=== Records provided ===

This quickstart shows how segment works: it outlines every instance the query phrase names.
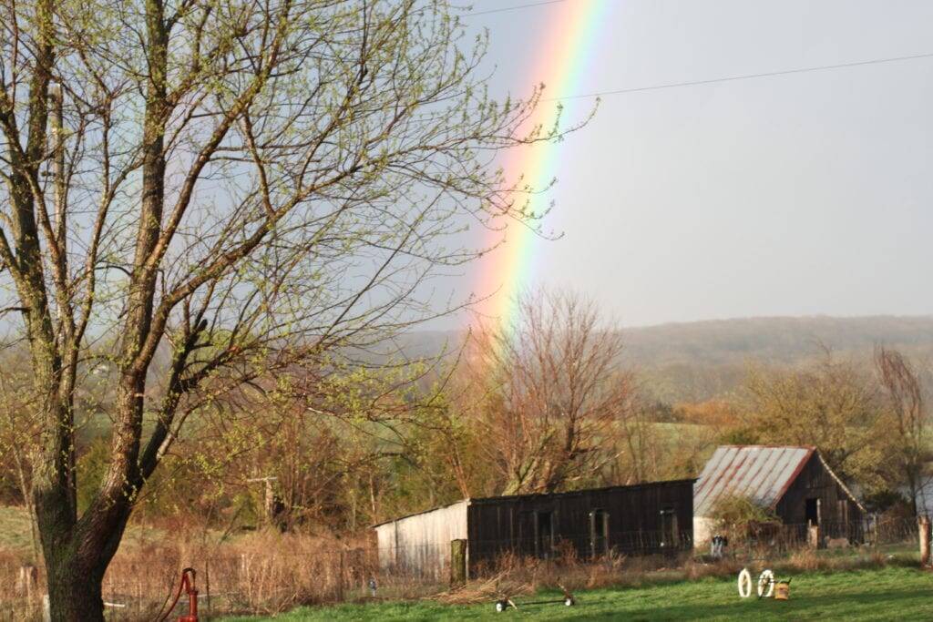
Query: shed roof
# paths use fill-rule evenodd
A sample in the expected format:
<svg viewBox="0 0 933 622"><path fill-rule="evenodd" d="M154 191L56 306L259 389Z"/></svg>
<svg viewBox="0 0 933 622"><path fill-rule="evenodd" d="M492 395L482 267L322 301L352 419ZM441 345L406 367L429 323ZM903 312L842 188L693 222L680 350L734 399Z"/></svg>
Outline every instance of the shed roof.
<svg viewBox="0 0 933 622"><path fill-rule="evenodd" d="M717 448L693 487L693 515L709 516L719 499L731 495L773 507L815 451L812 447Z"/></svg>

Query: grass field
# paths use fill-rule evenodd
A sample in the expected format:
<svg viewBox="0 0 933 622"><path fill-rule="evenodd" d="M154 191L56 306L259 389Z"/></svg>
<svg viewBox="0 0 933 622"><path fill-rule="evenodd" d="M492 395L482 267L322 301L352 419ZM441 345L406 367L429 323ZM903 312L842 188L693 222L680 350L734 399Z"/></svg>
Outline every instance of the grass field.
<svg viewBox="0 0 933 622"><path fill-rule="evenodd" d="M778 578L783 578L778 574ZM933 619L933 574L886 567L795 574L790 601L738 597L734 579L706 578L665 586L594 589L577 594L578 605L528 605L522 601L560 598L546 592L516 599L518 611L497 614L494 603L453 606L432 601L387 602L303 608L276 620L898 620ZM254 622L256 617L228 618Z"/></svg>

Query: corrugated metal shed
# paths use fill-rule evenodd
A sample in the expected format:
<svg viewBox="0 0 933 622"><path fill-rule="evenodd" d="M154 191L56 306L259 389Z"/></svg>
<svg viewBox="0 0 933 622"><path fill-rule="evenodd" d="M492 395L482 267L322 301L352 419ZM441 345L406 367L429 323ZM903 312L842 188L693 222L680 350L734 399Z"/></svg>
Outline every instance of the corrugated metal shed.
<svg viewBox="0 0 933 622"><path fill-rule="evenodd" d="M709 516L727 496L773 507L810 460L812 447L731 445L717 449L693 490L693 516Z"/></svg>

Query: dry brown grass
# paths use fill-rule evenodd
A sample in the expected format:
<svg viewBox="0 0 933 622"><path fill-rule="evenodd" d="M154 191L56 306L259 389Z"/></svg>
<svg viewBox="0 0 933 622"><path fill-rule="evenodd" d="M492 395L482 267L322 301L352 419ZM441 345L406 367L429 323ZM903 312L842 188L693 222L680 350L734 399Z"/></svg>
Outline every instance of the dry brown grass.
<svg viewBox="0 0 933 622"><path fill-rule="evenodd" d="M368 583L378 580L380 600L430 597L441 602L469 604L535 593L540 589L573 591L606 587L641 587L708 576L734 576L741 560L704 560L692 552L678 556L608 555L592 561L565 547L555 559L515 554L475 573L464 587L444 591L446 575L383 573L372 542L341 540L329 535L256 532L220 543L217 538L173 541L170 530L136 538L122 546L104 582L115 620L147 620L177 587L181 569L197 569L201 610L207 615L274 615L302 604L372 600ZM789 555L756 557L755 565L782 572L878 568L911 563L909 554L896 556L863 548L852 554L801 549ZM914 556L915 557L915 556ZM25 558L0 551L0 620L40 619L46 591L41 569L27 591L18 582ZM19 584L19 585L18 585ZM184 601L184 599L183 599ZM170 616L174 618L178 612Z"/></svg>

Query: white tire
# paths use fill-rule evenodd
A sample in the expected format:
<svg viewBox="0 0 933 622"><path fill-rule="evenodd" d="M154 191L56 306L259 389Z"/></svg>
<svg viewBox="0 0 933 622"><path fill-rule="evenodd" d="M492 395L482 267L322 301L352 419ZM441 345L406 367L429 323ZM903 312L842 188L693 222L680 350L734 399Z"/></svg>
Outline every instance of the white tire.
<svg viewBox="0 0 933 622"><path fill-rule="evenodd" d="M770 599L774 593L774 573L763 570L759 575L759 598Z"/></svg>
<svg viewBox="0 0 933 622"><path fill-rule="evenodd" d="M747 568L739 573L739 596L744 599L752 595L752 574Z"/></svg>

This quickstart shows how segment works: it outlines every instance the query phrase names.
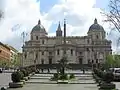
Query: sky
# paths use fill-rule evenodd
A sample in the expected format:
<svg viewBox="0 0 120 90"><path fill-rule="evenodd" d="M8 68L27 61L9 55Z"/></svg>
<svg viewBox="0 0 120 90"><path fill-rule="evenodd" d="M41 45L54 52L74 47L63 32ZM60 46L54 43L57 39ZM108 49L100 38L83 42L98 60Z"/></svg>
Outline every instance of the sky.
<svg viewBox="0 0 120 90"><path fill-rule="evenodd" d="M29 40L30 32L39 19L48 36L55 36L59 21L63 28L64 18L68 36L87 35L95 18L109 32L110 25L103 22L105 17L100 14L103 9L108 10L108 3L109 0L0 0L0 10L4 12L0 21L0 41L21 51L22 32L26 33L25 40ZM110 40L117 37L107 36ZM114 41L112 48L115 50L115 47Z"/></svg>

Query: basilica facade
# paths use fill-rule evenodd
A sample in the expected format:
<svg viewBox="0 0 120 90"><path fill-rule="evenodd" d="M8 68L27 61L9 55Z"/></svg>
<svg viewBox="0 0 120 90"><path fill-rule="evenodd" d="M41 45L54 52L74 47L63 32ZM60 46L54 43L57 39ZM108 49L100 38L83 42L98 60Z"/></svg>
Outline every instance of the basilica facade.
<svg viewBox="0 0 120 90"><path fill-rule="evenodd" d="M64 22L64 35L59 23L56 36L50 37L39 20L30 33L30 40L22 47L22 65L56 64L63 57L64 48L68 63L104 63L106 56L112 54L111 41L105 35L104 28L95 19L87 36L66 36Z"/></svg>

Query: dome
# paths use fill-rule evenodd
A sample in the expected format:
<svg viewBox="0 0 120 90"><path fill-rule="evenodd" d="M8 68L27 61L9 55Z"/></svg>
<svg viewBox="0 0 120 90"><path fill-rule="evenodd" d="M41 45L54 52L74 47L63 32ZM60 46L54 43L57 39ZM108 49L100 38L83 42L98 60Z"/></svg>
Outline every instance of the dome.
<svg viewBox="0 0 120 90"><path fill-rule="evenodd" d="M46 33L46 30L45 30L45 28L43 27L43 25L41 25L40 20L38 21L38 24L33 27L32 32L34 32L34 31L35 31L35 32L36 32L36 31L39 31L39 32L42 32L42 33Z"/></svg>
<svg viewBox="0 0 120 90"><path fill-rule="evenodd" d="M89 31L92 31L92 30L104 30L104 28L101 25L98 24L96 18L94 20L94 24L92 24L89 28Z"/></svg>

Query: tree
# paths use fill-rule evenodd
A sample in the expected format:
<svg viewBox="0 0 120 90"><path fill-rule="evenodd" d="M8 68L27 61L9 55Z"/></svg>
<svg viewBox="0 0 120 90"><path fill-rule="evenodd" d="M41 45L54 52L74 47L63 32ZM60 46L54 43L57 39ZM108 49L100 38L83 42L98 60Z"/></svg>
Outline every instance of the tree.
<svg viewBox="0 0 120 90"><path fill-rule="evenodd" d="M0 20L3 18L3 12L0 10Z"/></svg>
<svg viewBox="0 0 120 90"><path fill-rule="evenodd" d="M113 55L107 55L106 56L105 66L106 66L106 68L114 66L114 57L113 57Z"/></svg>
<svg viewBox="0 0 120 90"><path fill-rule="evenodd" d="M120 67L120 55L106 56L105 68Z"/></svg>
<svg viewBox="0 0 120 90"><path fill-rule="evenodd" d="M59 62L59 64L61 65L61 69L60 69L60 73L62 74L62 75L64 75L65 74L65 68L67 67L67 62L68 62L68 60L67 60L67 57L63 57L60 61L58 61Z"/></svg>

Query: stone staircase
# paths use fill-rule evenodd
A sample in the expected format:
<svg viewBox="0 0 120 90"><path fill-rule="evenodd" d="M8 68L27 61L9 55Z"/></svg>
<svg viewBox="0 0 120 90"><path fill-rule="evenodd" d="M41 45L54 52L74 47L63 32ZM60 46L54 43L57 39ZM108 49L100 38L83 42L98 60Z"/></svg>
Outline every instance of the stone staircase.
<svg viewBox="0 0 120 90"><path fill-rule="evenodd" d="M56 81L51 81L53 74L35 74L26 83L41 83L41 84L57 84ZM69 80L69 84L95 84L92 74L75 74L75 79Z"/></svg>

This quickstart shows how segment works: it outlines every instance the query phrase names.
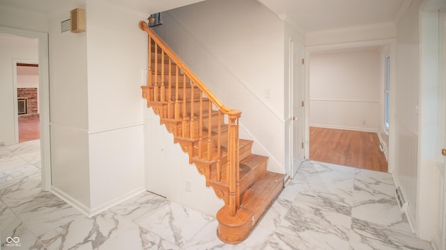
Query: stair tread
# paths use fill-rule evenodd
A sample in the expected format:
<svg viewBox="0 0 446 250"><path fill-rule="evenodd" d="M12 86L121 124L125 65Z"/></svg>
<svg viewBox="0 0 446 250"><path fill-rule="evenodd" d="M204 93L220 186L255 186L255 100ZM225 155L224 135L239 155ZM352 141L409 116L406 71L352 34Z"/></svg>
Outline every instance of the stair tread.
<svg viewBox="0 0 446 250"><path fill-rule="evenodd" d="M254 172L254 169L262 164L265 160L268 160L268 157L254 153L242 160L240 162L240 181L243 182L245 178L249 176L249 173ZM209 179L209 183L217 184L222 187L228 187L229 185L226 183L226 169L222 169L222 180L221 181L217 181L217 174L213 172L213 174L210 175L210 178Z"/></svg>
<svg viewBox="0 0 446 250"><path fill-rule="evenodd" d="M264 194L268 194L270 197L268 200L275 199L279 194L275 194L272 192L276 185L282 185L283 188L284 176L285 175L282 174L267 172L263 176L246 190L242 198L241 206L245 208L254 208L256 206L252 205L256 204L260 200L265 200Z"/></svg>
<svg viewBox="0 0 446 250"><path fill-rule="evenodd" d="M235 216L229 215L229 205L217 213L219 222L229 226L238 226L256 222L271 206L284 188L284 174L268 172L246 190L240 199L240 208ZM254 217L254 218L253 218Z"/></svg>

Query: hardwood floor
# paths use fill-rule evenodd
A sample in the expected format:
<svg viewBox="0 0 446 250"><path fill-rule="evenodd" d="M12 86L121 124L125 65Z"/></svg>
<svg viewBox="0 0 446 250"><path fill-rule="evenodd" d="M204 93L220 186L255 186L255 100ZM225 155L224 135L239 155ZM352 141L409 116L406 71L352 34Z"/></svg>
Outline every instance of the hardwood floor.
<svg viewBox="0 0 446 250"><path fill-rule="evenodd" d="M387 172L376 133L310 127L309 138L311 160Z"/></svg>
<svg viewBox="0 0 446 250"><path fill-rule="evenodd" d="M40 138L39 117L19 118L19 142L23 142Z"/></svg>

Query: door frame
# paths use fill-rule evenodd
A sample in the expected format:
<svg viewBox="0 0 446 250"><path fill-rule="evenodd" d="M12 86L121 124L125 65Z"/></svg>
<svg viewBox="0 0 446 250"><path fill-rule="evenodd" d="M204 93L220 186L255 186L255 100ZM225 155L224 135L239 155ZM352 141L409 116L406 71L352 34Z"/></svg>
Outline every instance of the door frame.
<svg viewBox="0 0 446 250"><path fill-rule="evenodd" d="M295 97L294 95L293 94L293 91L294 91L294 86L293 86L293 80L294 80L294 76L293 76L293 66L294 66L294 61L293 60L293 52L294 50L295 49L295 48L294 47L293 44L295 44L298 49L300 49L302 51L302 59L305 60L305 48L304 46L302 46L300 43L299 43L298 41L295 40L293 39L292 37L289 37L289 86L288 86L288 89L289 90L289 99L290 100L289 102L289 121L290 121L290 124L289 124L289 133L290 133L290 138L291 140L289 140L289 149L290 149L290 153L289 153L289 157L290 157L290 167L289 167L289 173L290 173L290 177L291 178L293 178L294 177L294 176L295 175L295 174L297 173L297 171L298 169L298 167L296 167L296 169L295 171L293 171L293 167L294 167L294 162L293 162L293 152L294 151L294 149L293 148L293 123L294 122L293 121L293 106L294 106L294 103L295 102ZM297 63L300 63L300 62L298 62ZM300 76L302 78L302 89L303 90L303 93L302 94L302 99L304 101L304 103L306 103L305 101L305 78L306 78L306 67L305 67L305 64L304 63L303 65L303 69L302 71L302 76ZM304 131L302 131L302 142L304 143L304 147L302 149L302 158L303 158L303 160L305 160L305 159L308 158L308 155L307 155L305 153L306 152L306 149L307 149L307 143L305 143L306 142L306 138L307 137L305 136L305 121L306 121L306 116L305 116L305 110L306 110L306 106L304 105L303 107L303 111L302 111L302 117L298 117L298 119L303 119L303 123L302 123L302 129L303 129ZM300 133L300 131L299 132ZM303 162L303 161L302 161Z"/></svg>
<svg viewBox="0 0 446 250"><path fill-rule="evenodd" d="M13 59L13 89L14 90L13 101L14 101L14 122L15 123L14 127L14 141L15 143L19 143L19 115L17 107L17 63L36 63L38 64L38 60L26 60L26 59ZM40 86L39 86L40 87ZM39 100L40 103L40 100Z"/></svg>
<svg viewBox="0 0 446 250"><path fill-rule="evenodd" d="M0 26L0 33L15 35L24 38L37 38L38 40L42 190L43 191L48 191L51 188L51 140L49 134L49 73L48 60L48 34L43 32L32 31L1 26Z"/></svg>

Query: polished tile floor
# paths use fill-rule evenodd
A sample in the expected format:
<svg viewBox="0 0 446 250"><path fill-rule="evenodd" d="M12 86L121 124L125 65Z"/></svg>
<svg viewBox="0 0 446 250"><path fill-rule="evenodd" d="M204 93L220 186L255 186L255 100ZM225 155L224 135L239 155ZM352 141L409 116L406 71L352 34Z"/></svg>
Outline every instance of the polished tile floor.
<svg viewBox="0 0 446 250"><path fill-rule="evenodd" d="M1 249L431 249L385 173L305 162L248 239L230 245L214 217L150 192L86 217L40 190L40 169L38 140L0 147Z"/></svg>

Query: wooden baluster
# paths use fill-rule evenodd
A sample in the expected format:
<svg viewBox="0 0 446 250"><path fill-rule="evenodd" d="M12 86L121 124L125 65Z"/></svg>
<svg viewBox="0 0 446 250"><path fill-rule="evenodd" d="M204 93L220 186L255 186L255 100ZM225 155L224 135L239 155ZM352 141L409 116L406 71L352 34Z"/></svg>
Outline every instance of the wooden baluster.
<svg viewBox="0 0 446 250"><path fill-rule="evenodd" d="M158 46L155 44L155 85L153 86L153 101L158 101Z"/></svg>
<svg viewBox="0 0 446 250"><path fill-rule="evenodd" d="M208 100L208 160L212 160L212 103Z"/></svg>
<svg viewBox="0 0 446 250"><path fill-rule="evenodd" d="M183 123L181 127L181 135L185 138L187 135L186 126L186 74L183 74Z"/></svg>
<svg viewBox="0 0 446 250"><path fill-rule="evenodd" d="M169 96L167 101L167 118L174 118L174 107L172 103L172 62L170 57L169 58L169 88L167 89L167 94Z"/></svg>
<svg viewBox="0 0 446 250"><path fill-rule="evenodd" d="M152 87L152 38L148 35L148 58L147 58L147 65L148 65L148 68L147 69L147 86L149 87L149 92L151 93L150 90L150 87ZM148 101L152 101L153 99L153 97L149 94Z"/></svg>
<svg viewBox="0 0 446 250"><path fill-rule="evenodd" d="M160 87L160 101L164 102L166 100L166 87L164 74L164 51L161 49L161 86Z"/></svg>
<svg viewBox="0 0 446 250"><path fill-rule="evenodd" d="M229 115L229 141L228 142L228 158L229 161L229 215L235 216L237 212L237 209L240 206L240 183L238 172L237 169L238 163L236 162L238 159L238 149L236 148L238 146L238 133L237 131L238 127L238 118L240 117L240 112L239 111L230 111Z"/></svg>
<svg viewBox="0 0 446 250"><path fill-rule="evenodd" d="M190 138L192 138L194 139L196 138L196 135L195 135L195 113L194 112L194 83L192 83L192 80L190 81Z"/></svg>
<svg viewBox="0 0 446 250"><path fill-rule="evenodd" d="M200 91L200 110L199 114L199 125L198 125L198 158L203 158L203 92Z"/></svg>
<svg viewBox="0 0 446 250"><path fill-rule="evenodd" d="M179 90L179 85L180 85L180 83L179 83L179 80L178 80L178 74L179 73L179 69L178 69L178 65L176 65L176 70L175 70L175 112L174 112L174 118L175 119L178 120L180 119L180 103L178 101L179 99L179 94L180 94L180 90Z"/></svg>
<svg viewBox="0 0 446 250"><path fill-rule="evenodd" d="M237 128L236 128L236 206L237 210L240 209L240 140L238 138L238 131L240 129L239 119L237 118Z"/></svg>
<svg viewBox="0 0 446 250"><path fill-rule="evenodd" d="M221 166L221 144L222 144L222 121L220 116L222 115L222 111L218 110L218 128L217 128L217 181L222 180L222 166Z"/></svg>

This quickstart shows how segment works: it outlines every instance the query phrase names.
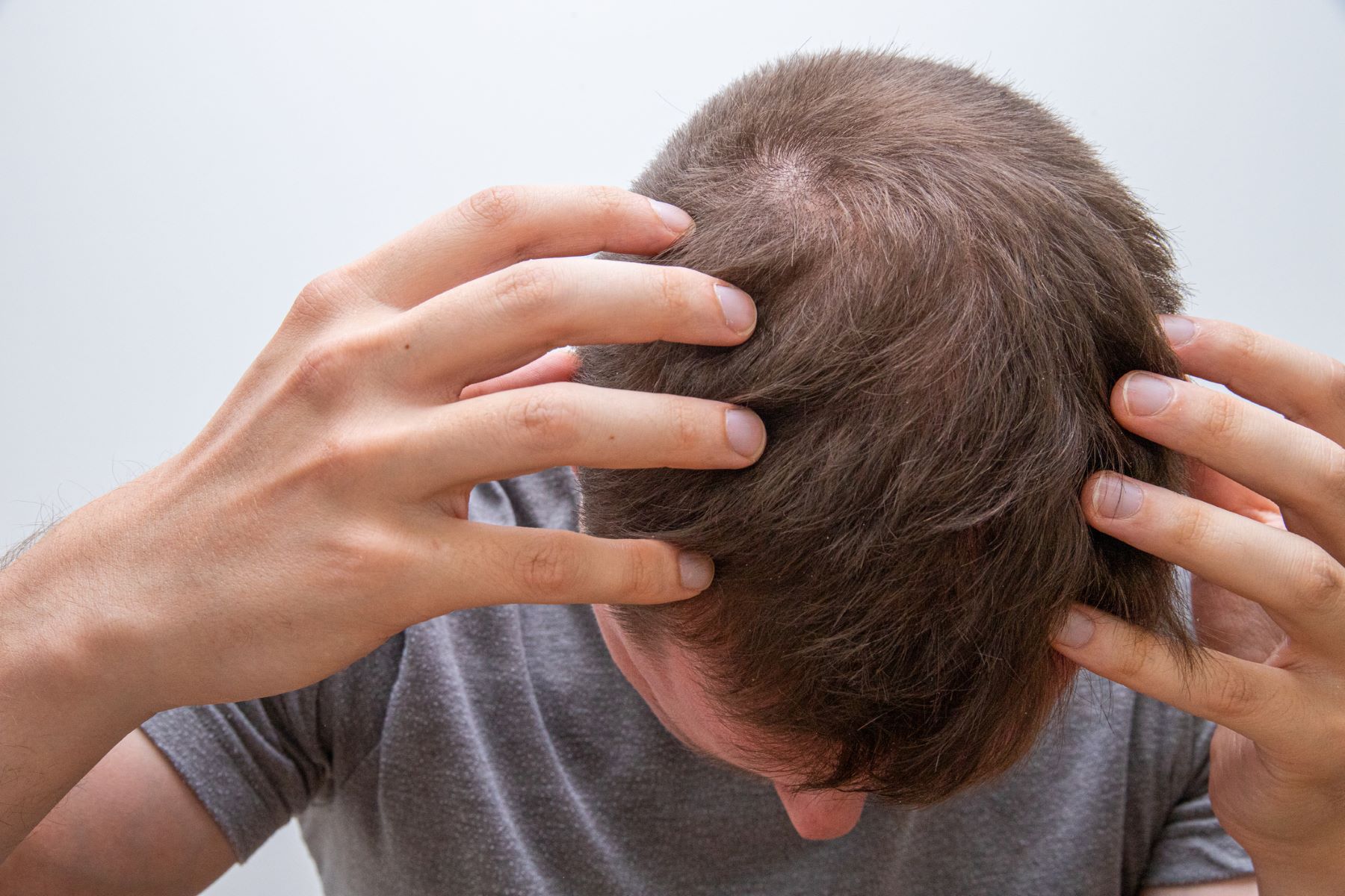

===

**Given task:** Rewrite the listing lines from the line containing "Query: wooden baluster" through the line containing "115L229 141L228 142L228", replacing "wooden baluster" with "oak baluster" and leaving everything else unchanged.

**Full answer:**
Query: oak baluster
# paths use fill-rule evenodd
A sample in the expected format:
<svg viewBox="0 0 446 250"><path fill-rule="evenodd" d="M12 86L121 124L125 65Z"/></svg>
<svg viewBox="0 0 446 250"><path fill-rule="evenodd" d="M204 93L220 186L255 186L255 100ZM225 155L224 135L239 155ZM352 141L409 116L406 71L352 34Z"/></svg>
Outline every instance of the oak baluster.
<svg viewBox="0 0 446 250"><path fill-rule="evenodd" d="M158 46L155 44L155 85L153 86L153 101L158 101Z"/></svg>
<svg viewBox="0 0 446 250"><path fill-rule="evenodd" d="M208 100L208 160L212 160L212 103Z"/></svg>
<svg viewBox="0 0 446 250"><path fill-rule="evenodd" d="M183 123L181 127L181 135L185 138L187 135L186 126L186 74L183 74Z"/></svg>
<svg viewBox="0 0 446 250"><path fill-rule="evenodd" d="M169 96L167 101L167 118L174 118L174 107L172 103L172 62L170 57L169 58L169 88L167 89L167 94Z"/></svg>
<svg viewBox="0 0 446 250"><path fill-rule="evenodd" d="M152 87L152 38L148 35L148 58L147 58L147 65L148 65L148 68L147 69L147 86L149 87L149 92L151 93L150 90L150 87ZM148 101L152 101L153 99L153 97L149 94Z"/></svg>
<svg viewBox="0 0 446 250"><path fill-rule="evenodd" d="M160 87L160 101L164 102L166 100L166 87L164 74L164 51L161 49L161 86Z"/></svg>
<svg viewBox="0 0 446 250"><path fill-rule="evenodd" d="M229 115L229 141L228 142L228 158L229 161L229 215L235 216L237 212L237 209L240 206L240 183L238 172L237 169L238 163L236 162L238 159L238 149L236 148L238 146L238 133L237 131L238 127L238 118L240 117L240 112L239 111L230 111Z"/></svg>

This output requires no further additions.